Excerpts of annotation records:
^^^^^^^^^^^^^^^^
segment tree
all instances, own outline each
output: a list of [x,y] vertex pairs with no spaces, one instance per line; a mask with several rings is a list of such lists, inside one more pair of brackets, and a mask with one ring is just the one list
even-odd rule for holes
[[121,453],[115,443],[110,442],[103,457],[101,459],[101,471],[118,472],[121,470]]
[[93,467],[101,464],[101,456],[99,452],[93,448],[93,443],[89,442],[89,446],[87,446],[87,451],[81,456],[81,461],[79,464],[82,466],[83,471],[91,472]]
^^^^^^^^^^^^^^^^
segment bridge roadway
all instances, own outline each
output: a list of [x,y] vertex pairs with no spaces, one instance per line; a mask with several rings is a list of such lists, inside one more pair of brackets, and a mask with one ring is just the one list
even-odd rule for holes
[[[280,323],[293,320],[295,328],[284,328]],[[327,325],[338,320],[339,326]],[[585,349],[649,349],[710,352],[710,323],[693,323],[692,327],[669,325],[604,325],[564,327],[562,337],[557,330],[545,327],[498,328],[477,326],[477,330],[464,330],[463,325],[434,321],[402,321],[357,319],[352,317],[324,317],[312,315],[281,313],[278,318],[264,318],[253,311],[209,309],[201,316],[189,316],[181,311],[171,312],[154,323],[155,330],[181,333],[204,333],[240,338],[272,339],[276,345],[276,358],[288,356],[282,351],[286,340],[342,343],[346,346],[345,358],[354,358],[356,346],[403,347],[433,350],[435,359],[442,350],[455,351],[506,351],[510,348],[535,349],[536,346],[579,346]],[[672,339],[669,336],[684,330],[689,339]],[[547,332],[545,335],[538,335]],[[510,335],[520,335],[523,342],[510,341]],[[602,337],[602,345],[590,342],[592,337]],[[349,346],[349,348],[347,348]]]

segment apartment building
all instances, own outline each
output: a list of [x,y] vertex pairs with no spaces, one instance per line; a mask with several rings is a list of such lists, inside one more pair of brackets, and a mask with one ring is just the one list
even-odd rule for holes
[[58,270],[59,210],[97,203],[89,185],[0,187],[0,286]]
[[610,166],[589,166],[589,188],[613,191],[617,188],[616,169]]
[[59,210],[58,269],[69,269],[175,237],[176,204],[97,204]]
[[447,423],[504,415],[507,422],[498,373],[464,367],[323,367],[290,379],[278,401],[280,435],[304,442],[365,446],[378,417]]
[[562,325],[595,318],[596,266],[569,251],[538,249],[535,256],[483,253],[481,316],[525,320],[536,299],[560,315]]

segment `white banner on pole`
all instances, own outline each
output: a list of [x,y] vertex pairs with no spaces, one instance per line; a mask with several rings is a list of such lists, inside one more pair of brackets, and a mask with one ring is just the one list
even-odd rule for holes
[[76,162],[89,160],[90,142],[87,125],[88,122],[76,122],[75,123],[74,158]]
^^^^^^^^^^^^^^^^
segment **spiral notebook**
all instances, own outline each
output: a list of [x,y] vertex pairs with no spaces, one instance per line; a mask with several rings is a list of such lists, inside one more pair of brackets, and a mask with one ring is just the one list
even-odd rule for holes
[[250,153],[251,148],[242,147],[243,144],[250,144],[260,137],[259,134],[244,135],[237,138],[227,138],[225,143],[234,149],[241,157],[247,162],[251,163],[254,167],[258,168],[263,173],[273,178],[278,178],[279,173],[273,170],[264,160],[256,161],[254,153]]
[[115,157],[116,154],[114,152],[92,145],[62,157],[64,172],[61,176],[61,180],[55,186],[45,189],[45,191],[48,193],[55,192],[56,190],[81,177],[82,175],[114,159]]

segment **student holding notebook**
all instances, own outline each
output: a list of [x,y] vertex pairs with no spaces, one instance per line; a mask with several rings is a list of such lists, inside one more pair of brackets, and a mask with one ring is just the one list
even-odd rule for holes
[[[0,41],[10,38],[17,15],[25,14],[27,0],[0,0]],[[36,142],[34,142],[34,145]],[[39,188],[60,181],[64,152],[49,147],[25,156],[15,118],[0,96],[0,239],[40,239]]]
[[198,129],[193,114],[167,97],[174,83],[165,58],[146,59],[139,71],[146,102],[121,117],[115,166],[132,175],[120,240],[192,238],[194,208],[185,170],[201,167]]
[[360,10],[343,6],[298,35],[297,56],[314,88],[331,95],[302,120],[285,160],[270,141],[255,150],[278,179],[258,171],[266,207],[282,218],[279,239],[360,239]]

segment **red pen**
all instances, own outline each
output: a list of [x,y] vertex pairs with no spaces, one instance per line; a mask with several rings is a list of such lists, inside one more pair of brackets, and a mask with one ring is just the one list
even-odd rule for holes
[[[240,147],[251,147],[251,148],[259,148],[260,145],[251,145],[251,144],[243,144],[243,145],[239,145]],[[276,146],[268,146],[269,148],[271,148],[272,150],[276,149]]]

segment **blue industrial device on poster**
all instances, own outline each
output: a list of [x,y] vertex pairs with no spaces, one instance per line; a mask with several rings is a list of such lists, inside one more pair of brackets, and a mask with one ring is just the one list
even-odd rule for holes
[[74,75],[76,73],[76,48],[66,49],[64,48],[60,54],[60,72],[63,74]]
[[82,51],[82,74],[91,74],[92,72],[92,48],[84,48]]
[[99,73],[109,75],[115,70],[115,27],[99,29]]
^^^^^^^^^^^^^^^^
Copy out only the lines from the one containing "segment **student holding notebook**" up to and including the one containing "[[99,73],[109,75],[115,70],[115,27],[99,29]]", offsetting every x and y coordinate by 86 and leaving all other text in them unchanged.

Answer below:
segment **student holding notebook**
all instances, own outline each
output: a list of [x,y] vertex pairs with no spaces, one instance per line; a mask with several rings is a list of such lists, inside one more pair of brackets, and a mask with one ring is just the one list
even-odd rule for holes
[[[86,127],[96,124],[103,101],[111,100],[113,86],[86,86]],[[122,228],[120,228],[120,231]],[[125,274],[146,267],[150,238],[135,233],[111,242],[101,204],[86,182],[86,325],[126,325]]]
[[284,215],[279,200],[253,183],[260,169],[251,144],[232,145],[225,157],[232,188],[207,203],[201,252],[218,261],[206,326],[278,324],[280,294],[271,256],[287,253]]
[[446,96],[429,92],[384,121],[383,142],[400,174],[417,181],[388,206],[371,246],[356,227],[341,236],[364,265],[344,257],[352,293],[368,304],[365,325],[446,325]]

segment **red pen**
all instances, own outline each
output: a list of [x,y] vertex pairs with no spaces, one instance per line; a mask with several rings is a list of such lists, inside one more pair of brackets, and a mask with one ring is just the one list
even-odd rule for holes
[[[326,233],[337,233],[337,234],[345,234],[346,231],[337,231],[337,230],[329,230],[329,231],[325,231]],[[362,232],[354,232],[355,234],[357,234],[358,236],[362,235]]]

segment **blue industrial device on poster**
all instances, own outline each
output: a list of [x,y] vertex pairs with no spaces, one instance per line; a mask with several rings is a list of such lists, inside one more pair of brackets, and a mask with one ring is just the one list
even-odd rule for holes
[[160,161],[162,159],[162,134],[152,135],[150,134],[146,140],[146,158],[149,160]]
[[168,137],[168,160],[177,160],[178,158],[178,134],[170,134]]
[[185,159],[195,161],[201,156],[201,113],[185,115]]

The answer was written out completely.